Leserbrief des Tages: "Österreichs Postenschacherei widerspricht dem EU-Recht"
Um Österreichs Postenschacherei zu beenden ist es nicht hilfreich nur auf Personen und Parteien zu zeigen, sagt Univ.-Prof. Peter Hilpold. Rechtliche Reformen sind schon längst überfällig. Hilpold lehrt Völkerrecht und Europarecht an der Uni Innsbruck. Er ist Autor von zahlreichen Publikationen. Wir bringen unten seinen Leserbrief.

Wer glaubte, schlimmer ging´s nimmer, wurde am Freitag, 28. Jänner 2022, eines Besseren belehrt: Die Veröffentlichung der „Sideletters“ hat ein Sittenbild offenbar gemacht, das nur mehr zum Schämen ist und uns international bloßstellt.
Europaweit einzigartig: Namen für höchstrichterliche Positionen stehen vorher fest
Sprachlos muss die Nonchalance machen, mit der nicht nur über die Vergabe aktuell offener Führungspositionen geschachert wird, sondern die Verteilung von Macht, Einfluss, Entscheidungsgewalt wird über Jahre hinaus festgelegt. Und am Schlimmsten von allem: Höchstrichterliche Positionen werden schon mit den Namen der zukünftigen Funktionsinhaber etikettiert. Soweit ersichtlich, ein europaweit einzigartiger Vorgang.
Zur Wahrung der Restbestände einer guten Verwaltung sollten hier zumindest die nachfolgenden „Auswahlverfahren“ gestrichen werden: Diese sind offensichtlich überflüssig und die Bürger dürfen erwarten, dass sie zumindest nicht auch noch auf den Arm genommen werden, mit Verfahren, die auch noch Kosten verursachen.
Auch Lehrstuhlinhaber an Unis werden vor den "Auswahlverfahren" festgelegt
Wer glaubt, solche Vorkommnisse seien nur bei den höchsten Staatsfunktionen festzustellen, der mag beglückwünscht werden zu seiner sicherlich seelentröstenden Kraft zur selektiven Wahrnehmung. Realistisch ist das durch eine solche Imaginationskraft geschaffene Bild der gesellschaftlichen Realität in Österreich nämlich nicht.

• [ANGEZEIGTE ZEILEN]

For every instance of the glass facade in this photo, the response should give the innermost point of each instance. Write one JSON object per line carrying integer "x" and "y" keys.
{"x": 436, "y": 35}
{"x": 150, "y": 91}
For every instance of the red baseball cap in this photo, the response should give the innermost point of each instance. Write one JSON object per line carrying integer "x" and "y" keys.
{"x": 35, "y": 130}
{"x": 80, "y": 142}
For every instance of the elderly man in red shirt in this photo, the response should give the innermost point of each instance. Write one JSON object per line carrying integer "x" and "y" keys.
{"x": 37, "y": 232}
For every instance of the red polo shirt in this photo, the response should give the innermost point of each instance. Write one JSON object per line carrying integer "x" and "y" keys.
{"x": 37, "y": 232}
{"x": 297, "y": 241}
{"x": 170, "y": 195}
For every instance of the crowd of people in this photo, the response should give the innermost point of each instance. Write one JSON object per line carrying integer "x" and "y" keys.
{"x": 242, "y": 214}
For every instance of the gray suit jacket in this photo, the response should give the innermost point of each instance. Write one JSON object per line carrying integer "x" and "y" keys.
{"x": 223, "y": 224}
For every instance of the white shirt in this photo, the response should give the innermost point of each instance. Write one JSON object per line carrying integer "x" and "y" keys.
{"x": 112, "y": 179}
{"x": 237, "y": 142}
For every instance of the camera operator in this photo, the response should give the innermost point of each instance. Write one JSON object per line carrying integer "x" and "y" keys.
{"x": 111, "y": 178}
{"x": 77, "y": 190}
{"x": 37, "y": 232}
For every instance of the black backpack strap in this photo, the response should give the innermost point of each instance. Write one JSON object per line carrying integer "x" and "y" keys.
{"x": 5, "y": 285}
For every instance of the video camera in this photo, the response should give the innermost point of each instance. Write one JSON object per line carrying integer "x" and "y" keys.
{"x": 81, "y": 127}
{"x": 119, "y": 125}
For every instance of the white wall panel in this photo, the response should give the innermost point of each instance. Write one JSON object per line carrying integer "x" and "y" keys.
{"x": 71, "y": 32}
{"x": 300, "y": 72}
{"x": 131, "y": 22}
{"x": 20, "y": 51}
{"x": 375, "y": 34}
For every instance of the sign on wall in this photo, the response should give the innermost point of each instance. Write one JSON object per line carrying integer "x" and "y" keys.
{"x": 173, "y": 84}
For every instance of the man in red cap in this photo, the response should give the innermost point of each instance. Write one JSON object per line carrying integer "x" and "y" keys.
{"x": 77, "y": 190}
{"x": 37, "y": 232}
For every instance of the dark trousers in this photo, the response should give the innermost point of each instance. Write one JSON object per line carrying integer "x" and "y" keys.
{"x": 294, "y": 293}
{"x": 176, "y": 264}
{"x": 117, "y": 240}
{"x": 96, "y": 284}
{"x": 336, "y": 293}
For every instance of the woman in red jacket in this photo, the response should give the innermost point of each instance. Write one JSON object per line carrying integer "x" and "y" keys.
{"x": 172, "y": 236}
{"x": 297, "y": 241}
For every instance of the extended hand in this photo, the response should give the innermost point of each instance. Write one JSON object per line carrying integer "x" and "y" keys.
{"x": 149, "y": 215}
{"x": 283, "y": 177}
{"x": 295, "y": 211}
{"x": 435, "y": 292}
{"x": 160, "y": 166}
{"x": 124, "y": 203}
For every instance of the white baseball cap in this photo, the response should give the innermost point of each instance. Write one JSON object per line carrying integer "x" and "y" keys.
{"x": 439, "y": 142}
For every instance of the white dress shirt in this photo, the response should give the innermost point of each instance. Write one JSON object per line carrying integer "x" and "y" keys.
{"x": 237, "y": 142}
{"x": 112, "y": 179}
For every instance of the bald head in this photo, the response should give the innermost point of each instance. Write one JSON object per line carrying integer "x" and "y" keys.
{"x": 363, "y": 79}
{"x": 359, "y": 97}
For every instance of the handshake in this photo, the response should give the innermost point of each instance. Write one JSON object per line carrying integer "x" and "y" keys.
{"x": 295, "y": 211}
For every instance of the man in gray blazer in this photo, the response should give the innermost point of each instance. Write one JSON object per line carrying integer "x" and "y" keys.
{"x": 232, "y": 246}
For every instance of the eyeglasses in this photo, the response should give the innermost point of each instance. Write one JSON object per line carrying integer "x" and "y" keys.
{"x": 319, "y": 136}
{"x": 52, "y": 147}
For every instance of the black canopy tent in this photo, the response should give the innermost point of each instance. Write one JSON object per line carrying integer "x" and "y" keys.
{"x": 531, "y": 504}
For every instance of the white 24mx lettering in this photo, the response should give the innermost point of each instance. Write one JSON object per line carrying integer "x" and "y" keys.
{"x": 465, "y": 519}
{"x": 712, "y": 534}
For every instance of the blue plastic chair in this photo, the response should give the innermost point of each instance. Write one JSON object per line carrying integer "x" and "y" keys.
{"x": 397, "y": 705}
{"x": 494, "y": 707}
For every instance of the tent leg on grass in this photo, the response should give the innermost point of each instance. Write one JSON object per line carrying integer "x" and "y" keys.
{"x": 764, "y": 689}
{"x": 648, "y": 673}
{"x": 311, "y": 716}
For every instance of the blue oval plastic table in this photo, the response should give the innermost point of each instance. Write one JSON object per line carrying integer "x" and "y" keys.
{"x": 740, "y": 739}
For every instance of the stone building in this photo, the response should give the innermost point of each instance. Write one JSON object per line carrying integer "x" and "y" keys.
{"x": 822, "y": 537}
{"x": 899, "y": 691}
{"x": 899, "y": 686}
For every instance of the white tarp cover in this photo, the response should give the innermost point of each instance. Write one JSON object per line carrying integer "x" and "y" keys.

• [ARBEITSAUFTRAG]
Beantworte anhand des Leserbriefs die folgenden Fragen:
1. An welcher Universität lehrt Peter Hilpold?
2. An welchem Tag wurden die „Sideletters“ veröffentlicht?
3. Was sollte laut dem Leserbrief zur Wahrung der Restbestände einer guten Verwaltung gestrichen werden?
Die Zeilen haben eine andere Herkunft als der Leserbrief.

• [MUSTERLÖSUNG]
1. An der Uni Innsbruck.
2. Am Freitag, 28. Jänner 2022.
3. Die nachfolgenden „Auswahlverfahren“.